Instruction -> Filter the listing below down to the lines that contain the word "reflected". Copy each of those lines in full.

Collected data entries
[start]
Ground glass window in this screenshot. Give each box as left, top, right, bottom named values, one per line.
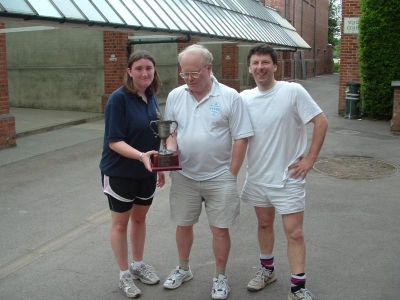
left=207, top=5, right=237, bottom=37
left=1, top=0, right=35, bottom=15
left=108, top=0, right=141, bottom=26
left=187, top=1, right=222, bottom=36
left=132, top=0, right=168, bottom=29
left=199, top=3, right=229, bottom=36
left=122, top=0, right=154, bottom=28
left=163, top=2, right=189, bottom=31
left=221, top=9, right=246, bottom=39
left=147, top=0, right=179, bottom=30
left=75, top=0, right=106, bottom=22
left=53, top=0, right=86, bottom=20
left=92, top=0, right=124, bottom=24
left=168, top=0, right=200, bottom=32
left=182, top=1, right=215, bottom=35
left=28, top=0, right=63, bottom=18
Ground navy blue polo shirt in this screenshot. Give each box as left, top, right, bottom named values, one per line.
left=100, top=86, right=160, bottom=178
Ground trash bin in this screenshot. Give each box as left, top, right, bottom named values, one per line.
left=344, top=82, right=361, bottom=119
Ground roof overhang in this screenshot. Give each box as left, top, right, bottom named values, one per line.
left=0, top=0, right=311, bottom=51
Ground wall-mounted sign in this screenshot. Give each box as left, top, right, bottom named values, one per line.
left=343, top=17, right=360, bottom=34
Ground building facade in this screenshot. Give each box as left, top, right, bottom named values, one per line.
left=0, top=0, right=333, bottom=149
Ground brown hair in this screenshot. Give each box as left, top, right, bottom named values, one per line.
left=124, top=50, right=162, bottom=95
left=247, top=43, right=278, bottom=66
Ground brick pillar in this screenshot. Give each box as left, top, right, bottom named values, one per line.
left=220, top=44, right=240, bottom=92
left=0, top=23, right=17, bottom=149
left=338, top=0, right=362, bottom=116
left=391, top=81, right=400, bottom=134
left=101, top=31, right=133, bottom=112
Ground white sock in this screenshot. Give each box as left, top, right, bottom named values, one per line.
left=133, top=260, right=144, bottom=270
left=119, top=269, right=130, bottom=279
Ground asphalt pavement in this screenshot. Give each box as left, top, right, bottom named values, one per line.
left=0, top=74, right=400, bottom=300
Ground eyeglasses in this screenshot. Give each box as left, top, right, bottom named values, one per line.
left=179, top=67, right=205, bottom=79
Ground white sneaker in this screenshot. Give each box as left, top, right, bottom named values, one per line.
left=247, top=267, right=276, bottom=292
left=211, top=274, right=231, bottom=299
left=118, top=273, right=142, bottom=298
left=288, top=289, right=317, bottom=300
left=164, top=266, right=193, bottom=290
left=129, top=263, right=160, bottom=285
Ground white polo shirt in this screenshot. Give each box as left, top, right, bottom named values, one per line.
left=164, top=76, right=253, bottom=181
left=240, top=81, right=322, bottom=188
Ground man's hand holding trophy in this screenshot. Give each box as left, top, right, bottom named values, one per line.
left=149, top=110, right=182, bottom=172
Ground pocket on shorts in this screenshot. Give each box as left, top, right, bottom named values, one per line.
left=108, top=177, right=136, bottom=200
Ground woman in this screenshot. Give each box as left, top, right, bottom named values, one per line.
left=100, top=50, right=165, bottom=298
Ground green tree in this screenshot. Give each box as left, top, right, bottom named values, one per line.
left=328, top=0, right=342, bottom=47
left=359, top=0, right=400, bottom=120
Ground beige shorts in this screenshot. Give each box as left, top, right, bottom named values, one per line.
left=240, top=178, right=306, bottom=215
left=169, top=171, right=240, bottom=228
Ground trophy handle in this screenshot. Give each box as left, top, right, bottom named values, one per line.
left=149, top=121, right=158, bottom=137
left=170, top=121, right=178, bottom=135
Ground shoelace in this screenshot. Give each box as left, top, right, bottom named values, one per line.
left=139, top=265, right=154, bottom=278
left=168, top=269, right=179, bottom=280
left=213, top=279, right=229, bottom=291
left=256, top=268, right=271, bottom=281
left=295, top=289, right=313, bottom=300
left=122, top=276, right=134, bottom=287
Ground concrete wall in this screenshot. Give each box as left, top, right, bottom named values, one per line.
left=6, top=23, right=104, bottom=112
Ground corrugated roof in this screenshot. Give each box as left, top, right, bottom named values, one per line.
left=0, top=0, right=311, bottom=49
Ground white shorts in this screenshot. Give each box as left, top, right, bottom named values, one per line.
left=240, top=178, right=306, bottom=215
left=169, top=171, right=240, bottom=228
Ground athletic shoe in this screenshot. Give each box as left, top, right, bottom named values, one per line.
left=164, top=266, right=193, bottom=290
left=129, top=264, right=160, bottom=285
left=288, top=289, right=317, bottom=300
left=211, top=274, right=231, bottom=299
left=118, top=273, right=142, bottom=298
left=247, top=267, right=276, bottom=292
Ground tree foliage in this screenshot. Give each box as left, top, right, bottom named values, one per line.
left=328, top=0, right=342, bottom=46
left=359, top=0, right=400, bottom=119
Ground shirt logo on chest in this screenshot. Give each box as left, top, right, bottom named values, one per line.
left=210, top=102, right=221, bottom=116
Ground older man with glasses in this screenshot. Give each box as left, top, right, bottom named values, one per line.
left=164, top=45, right=253, bottom=299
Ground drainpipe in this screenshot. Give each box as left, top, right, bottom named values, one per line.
left=314, top=1, right=318, bottom=77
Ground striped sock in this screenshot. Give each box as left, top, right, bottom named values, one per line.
left=260, top=253, right=275, bottom=271
left=290, top=273, right=306, bottom=293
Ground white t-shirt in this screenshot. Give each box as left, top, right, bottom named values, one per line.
left=164, top=76, right=253, bottom=181
left=240, top=81, right=322, bottom=188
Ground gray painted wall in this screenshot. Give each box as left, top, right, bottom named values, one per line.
left=6, top=23, right=244, bottom=112
left=6, top=23, right=104, bottom=112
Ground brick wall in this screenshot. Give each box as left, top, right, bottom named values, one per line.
left=260, top=0, right=334, bottom=80
left=221, top=44, right=240, bottom=92
left=102, top=31, right=133, bottom=112
left=176, top=37, right=199, bottom=86
left=0, top=23, right=17, bottom=149
left=338, top=0, right=362, bottom=115
left=391, top=81, right=400, bottom=133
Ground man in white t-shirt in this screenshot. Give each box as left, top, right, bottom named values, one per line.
left=241, top=44, right=328, bottom=300
left=164, top=45, right=253, bottom=299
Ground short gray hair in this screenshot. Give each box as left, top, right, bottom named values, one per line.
left=178, top=44, right=213, bottom=65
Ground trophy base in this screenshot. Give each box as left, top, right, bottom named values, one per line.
left=152, top=152, right=182, bottom=172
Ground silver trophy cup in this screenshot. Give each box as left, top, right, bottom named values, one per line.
left=149, top=120, right=178, bottom=155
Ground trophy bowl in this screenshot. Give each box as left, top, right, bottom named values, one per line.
left=149, top=120, right=182, bottom=172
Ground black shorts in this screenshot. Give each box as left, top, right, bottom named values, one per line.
left=101, top=173, right=157, bottom=212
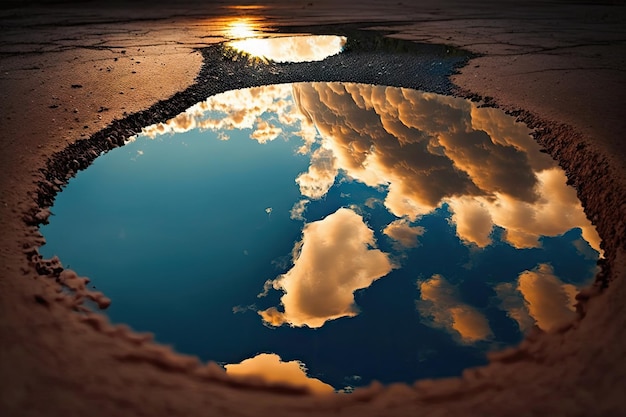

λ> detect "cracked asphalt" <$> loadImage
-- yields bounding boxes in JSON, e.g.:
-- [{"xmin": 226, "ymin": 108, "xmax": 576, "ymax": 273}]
[{"xmin": 0, "ymin": 0, "xmax": 626, "ymax": 416}]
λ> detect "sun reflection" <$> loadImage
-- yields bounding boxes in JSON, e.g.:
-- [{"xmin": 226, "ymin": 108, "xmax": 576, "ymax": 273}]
[
  {"xmin": 226, "ymin": 35, "xmax": 347, "ymax": 62},
  {"xmin": 225, "ymin": 18, "xmax": 261, "ymax": 39}
]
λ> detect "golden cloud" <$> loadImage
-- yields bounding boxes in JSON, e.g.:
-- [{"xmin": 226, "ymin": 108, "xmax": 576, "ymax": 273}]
[
  {"xmin": 224, "ymin": 353, "xmax": 335, "ymax": 394},
  {"xmin": 289, "ymin": 199, "xmax": 310, "ymax": 220},
  {"xmin": 518, "ymin": 264, "xmax": 577, "ymax": 330},
  {"xmin": 131, "ymin": 83, "xmax": 601, "ymax": 253},
  {"xmin": 294, "ymin": 83, "xmax": 600, "ymax": 252},
  {"xmin": 259, "ymin": 208, "xmax": 392, "ymax": 328},
  {"xmin": 383, "ymin": 219, "xmax": 425, "ymax": 248},
  {"xmin": 495, "ymin": 264, "xmax": 578, "ymax": 331},
  {"xmin": 416, "ymin": 274, "xmax": 492, "ymax": 343}
]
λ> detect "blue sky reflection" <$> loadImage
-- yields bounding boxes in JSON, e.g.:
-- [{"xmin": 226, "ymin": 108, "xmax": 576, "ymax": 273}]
[{"xmin": 42, "ymin": 83, "xmax": 600, "ymax": 389}]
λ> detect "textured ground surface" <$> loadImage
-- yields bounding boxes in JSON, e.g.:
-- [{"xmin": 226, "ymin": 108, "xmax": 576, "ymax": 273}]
[{"xmin": 0, "ymin": 0, "xmax": 626, "ymax": 416}]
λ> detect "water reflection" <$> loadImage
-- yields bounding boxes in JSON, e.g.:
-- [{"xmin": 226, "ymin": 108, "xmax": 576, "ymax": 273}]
[
  {"xmin": 224, "ymin": 17, "xmax": 263, "ymax": 39},
  {"xmin": 226, "ymin": 35, "xmax": 346, "ymax": 62},
  {"xmin": 224, "ymin": 353, "xmax": 335, "ymax": 394},
  {"xmin": 42, "ymin": 83, "xmax": 600, "ymax": 387}
]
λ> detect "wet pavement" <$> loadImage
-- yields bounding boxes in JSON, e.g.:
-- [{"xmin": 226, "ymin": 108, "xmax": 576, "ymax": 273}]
[{"xmin": 0, "ymin": 1, "xmax": 626, "ymax": 415}]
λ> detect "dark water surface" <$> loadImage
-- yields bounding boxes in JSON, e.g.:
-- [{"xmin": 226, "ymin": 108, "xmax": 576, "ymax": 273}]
[{"xmin": 41, "ymin": 83, "xmax": 599, "ymax": 391}]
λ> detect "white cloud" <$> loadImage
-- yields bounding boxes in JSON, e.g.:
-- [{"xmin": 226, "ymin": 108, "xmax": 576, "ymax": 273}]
[
  {"xmin": 224, "ymin": 353, "xmax": 335, "ymax": 394},
  {"xmin": 296, "ymin": 148, "xmax": 338, "ymax": 199},
  {"xmin": 495, "ymin": 264, "xmax": 578, "ymax": 331},
  {"xmin": 416, "ymin": 274, "xmax": 492, "ymax": 343},
  {"xmin": 289, "ymin": 199, "xmax": 310, "ymax": 220},
  {"xmin": 259, "ymin": 208, "xmax": 392, "ymax": 328},
  {"xmin": 383, "ymin": 219, "xmax": 425, "ymax": 248}
]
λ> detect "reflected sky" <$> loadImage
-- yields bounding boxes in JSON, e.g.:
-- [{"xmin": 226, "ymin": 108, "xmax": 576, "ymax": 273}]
[
  {"xmin": 42, "ymin": 83, "xmax": 600, "ymax": 390},
  {"xmin": 226, "ymin": 35, "xmax": 347, "ymax": 62}
]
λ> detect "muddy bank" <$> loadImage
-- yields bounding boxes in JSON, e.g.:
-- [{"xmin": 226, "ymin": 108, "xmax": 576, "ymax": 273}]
[{"xmin": 0, "ymin": 2, "xmax": 626, "ymax": 415}]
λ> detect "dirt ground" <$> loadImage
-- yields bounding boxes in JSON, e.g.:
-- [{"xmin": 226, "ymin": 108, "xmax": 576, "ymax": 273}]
[{"xmin": 0, "ymin": 0, "xmax": 626, "ymax": 416}]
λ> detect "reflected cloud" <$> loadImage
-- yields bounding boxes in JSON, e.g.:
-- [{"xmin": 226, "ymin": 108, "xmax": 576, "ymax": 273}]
[
  {"xmin": 383, "ymin": 219, "xmax": 425, "ymax": 248},
  {"xmin": 289, "ymin": 199, "xmax": 310, "ymax": 220},
  {"xmin": 140, "ymin": 84, "xmax": 308, "ymax": 145},
  {"xmin": 131, "ymin": 83, "xmax": 601, "ymax": 253},
  {"xmin": 416, "ymin": 274, "xmax": 492, "ymax": 343},
  {"xmin": 224, "ymin": 17, "xmax": 263, "ymax": 39},
  {"xmin": 296, "ymin": 148, "xmax": 338, "ymax": 199},
  {"xmin": 495, "ymin": 264, "xmax": 578, "ymax": 331},
  {"xmin": 259, "ymin": 208, "xmax": 393, "ymax": 328},
  {"xmin": 224, "ymin": 353, "xmax": 335, "ymax": 394},
  {"xmin": 294, "ymin": 83, "xmax": 600, "ymax": 252},
  {"xmin": 226, "ymin": 33, "xmax": 347, "ymax": 62}
]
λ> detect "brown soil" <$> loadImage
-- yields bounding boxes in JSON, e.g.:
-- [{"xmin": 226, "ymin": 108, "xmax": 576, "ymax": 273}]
[{"xmin": 0, "ymin": 0, "xmax": 626, "ymax": 416}]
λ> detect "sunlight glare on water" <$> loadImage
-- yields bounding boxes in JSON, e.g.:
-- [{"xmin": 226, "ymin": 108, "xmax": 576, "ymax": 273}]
[{"xmin": 41, "ymin": 83, "xmax": 600, "ymax": 392}]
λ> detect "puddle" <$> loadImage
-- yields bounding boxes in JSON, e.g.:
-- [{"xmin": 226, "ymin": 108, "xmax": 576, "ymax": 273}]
[
  {"xmin": 41, "ymin": 83, "xmax": 600, "ymax": 392},
  {"xmin": 225, "ymin": 35, "xmax": 347, "ymax": 63}
]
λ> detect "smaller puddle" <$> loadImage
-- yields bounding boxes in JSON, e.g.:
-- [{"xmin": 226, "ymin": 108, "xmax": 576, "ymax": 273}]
[
  {"xmin": 41, "ymin": 83, "xmax": 600, "ymax": 392},
  {"xmin": 225, "ymin": 35, "xmax": 347, "ymax": 63}
]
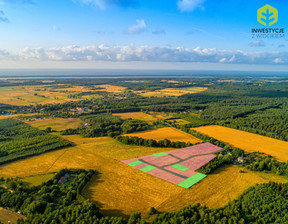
[end]
Exercise output ->
λ> detect "reflected sky" <$> loadImage
λ> detect "reflected cloud" <$> loadImage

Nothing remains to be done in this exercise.